▸ Consigne 1
D'après l'extrait de page, dans quelle langue certaines indications publiques de Nimpheo étaient-elles rédigées ?
▸ Consigne 2
Recopiez le passage de l'extrait de page qui commence aux mots « Elle devait avoir » et s'arrête après « au XIXe siècle. », en remplaçant « Suède » par « Norvège ».

▸ Extrait de page
%%

Elle devait avoir raison, en partie tout au moins, puisque Stamatis
nous a montré une ou deux maisons dont le toit allongé, en tôle
justement, de couleur verte, avaient été construit dans un style
architectural suédois, parce que leurs propriétaires avaient fait
fortune en Suède au XIXe siècle.
Autre
« curiosité » de Nimpheo : certaines indications
publiques étaient rédigées en aroumain, ce que l’on ne voit
nulle part ailleurs en Grèce, et, de surcroît, chose exceptionnelle
dans le contexte grec, en caractères latins. Le manoir du magnat
Tsirlis, une des attractions touristiques de la commune, récemment
restauré, a été appelé « La soare » face
au soleil.
A
dix-sept km se trouvait Florina, mais on ne l’a pas traversée
puisque nous avons pris la direction du point de frontière, en
empruntant un itinéraire très tortueux conçu vraisemblablement en
sorte de dissuader le voyageur de se rendre en République de
Macédoine. Ceci n’empêchait pas les locaux des deux côtés de
circuler, nombre d’habitants de Florina étant slavophones. On
arrive à Trnovo (900 m), au XIXe siècle encore une des communes
aroumaines situées dans les alentours de Bitola, on dort à l’hôtel
Sumski Feneri, un établissement très confortable et décoré avec
beaucoup de goût, au pied du Parc national Pelister, adresse
dénichée par Stamatis dans un guide de voyage anglais qui précisait
que le patron était vlasi.
Nous l’avons assez vite repéré, au fond de la salle, loin de la
terrasse du restaurant très animée. Il était originaire de
Malovište (ar. Malovishta, Muluvishti), et son hôtel il l’a
construit au fur et à mesure à partir d’un petit restaurant
acheté il y a longtemps. Lorsqu’on l’a félicité pour
l’aménagement très élégant de son établissement et le confort
des habitations, il s’est empressé de nous dire qu’il n’a pas
eu recours à un architecte, c’est son fils qui s’est chargé des
plans et de la décoration intérieure. Avec ce dernier nous n’avons
pas pu nous entretenir trop longtemps, il ne parle plus l’aroumain.
NOTE
*
Cf.

%%

▸ Liste des enregistrements
%%

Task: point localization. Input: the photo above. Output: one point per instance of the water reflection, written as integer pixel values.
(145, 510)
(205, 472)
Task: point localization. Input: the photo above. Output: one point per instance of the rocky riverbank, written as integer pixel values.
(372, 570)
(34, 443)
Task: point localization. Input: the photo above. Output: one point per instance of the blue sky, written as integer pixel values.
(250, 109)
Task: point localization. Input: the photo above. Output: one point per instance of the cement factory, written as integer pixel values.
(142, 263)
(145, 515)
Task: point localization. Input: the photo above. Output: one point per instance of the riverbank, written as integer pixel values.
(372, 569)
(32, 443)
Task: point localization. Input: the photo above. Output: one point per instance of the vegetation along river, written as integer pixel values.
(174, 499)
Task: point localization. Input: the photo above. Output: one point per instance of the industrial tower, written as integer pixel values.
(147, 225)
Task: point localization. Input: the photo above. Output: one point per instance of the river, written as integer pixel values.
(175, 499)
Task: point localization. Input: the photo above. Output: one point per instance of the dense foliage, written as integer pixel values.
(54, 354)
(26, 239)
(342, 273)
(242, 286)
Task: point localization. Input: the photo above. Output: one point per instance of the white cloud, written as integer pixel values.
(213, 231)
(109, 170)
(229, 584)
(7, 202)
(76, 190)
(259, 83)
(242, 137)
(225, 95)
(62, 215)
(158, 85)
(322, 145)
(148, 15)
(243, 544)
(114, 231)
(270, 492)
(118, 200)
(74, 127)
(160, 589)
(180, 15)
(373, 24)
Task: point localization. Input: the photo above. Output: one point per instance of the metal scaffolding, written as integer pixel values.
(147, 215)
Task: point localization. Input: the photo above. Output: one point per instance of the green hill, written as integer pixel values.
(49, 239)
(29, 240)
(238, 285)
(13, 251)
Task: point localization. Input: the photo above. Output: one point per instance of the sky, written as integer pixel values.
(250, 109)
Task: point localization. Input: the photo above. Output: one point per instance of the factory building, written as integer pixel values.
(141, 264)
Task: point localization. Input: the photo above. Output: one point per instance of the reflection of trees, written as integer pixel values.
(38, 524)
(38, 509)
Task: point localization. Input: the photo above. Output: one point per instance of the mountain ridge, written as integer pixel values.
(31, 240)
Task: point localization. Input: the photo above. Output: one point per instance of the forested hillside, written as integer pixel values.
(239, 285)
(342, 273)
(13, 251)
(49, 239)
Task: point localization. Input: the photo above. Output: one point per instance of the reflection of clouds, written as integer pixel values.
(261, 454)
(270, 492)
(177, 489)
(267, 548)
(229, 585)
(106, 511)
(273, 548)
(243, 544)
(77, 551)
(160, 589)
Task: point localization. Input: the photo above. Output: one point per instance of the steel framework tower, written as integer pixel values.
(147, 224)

%%

▸ Réponse correcte 1
En aroumain, en caractères latins.

▸ Réponse correcte 2
Elle devait avoir raison, en partie tout au moins, puisque Stamatis
nous a montré une ou deux maisons dont le toit allongé, en tôle
justement, de couleur verte, avaient été construit dans un style
architectural suédois, parce que leurs propriétaires avaient fait
fortune en Norvège au XIXe siècle.